To do. Please gather every line from the rows below that contains the string "white". Case matters, so count only lines where it appears in that same capitalization.
*** Information shown ***
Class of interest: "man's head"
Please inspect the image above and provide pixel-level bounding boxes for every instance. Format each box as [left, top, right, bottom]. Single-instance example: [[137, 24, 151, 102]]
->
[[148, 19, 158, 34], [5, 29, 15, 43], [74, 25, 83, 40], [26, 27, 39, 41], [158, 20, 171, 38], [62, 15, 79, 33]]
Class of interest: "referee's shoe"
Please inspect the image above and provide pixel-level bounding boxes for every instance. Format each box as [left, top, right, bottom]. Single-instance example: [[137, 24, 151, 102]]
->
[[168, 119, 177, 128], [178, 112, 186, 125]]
***
*** Information shown ***
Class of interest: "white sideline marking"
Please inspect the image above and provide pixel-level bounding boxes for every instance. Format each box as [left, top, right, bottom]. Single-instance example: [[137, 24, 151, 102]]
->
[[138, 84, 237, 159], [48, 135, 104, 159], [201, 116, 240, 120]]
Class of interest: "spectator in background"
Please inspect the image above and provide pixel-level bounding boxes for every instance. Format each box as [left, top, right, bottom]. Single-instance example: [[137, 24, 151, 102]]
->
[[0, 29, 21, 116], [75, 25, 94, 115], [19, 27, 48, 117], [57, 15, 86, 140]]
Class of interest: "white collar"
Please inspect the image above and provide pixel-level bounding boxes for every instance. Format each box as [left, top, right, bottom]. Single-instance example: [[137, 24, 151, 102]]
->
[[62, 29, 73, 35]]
***
Answer.
Class of interest: "white sideline marking"
Class of interest: "white collar"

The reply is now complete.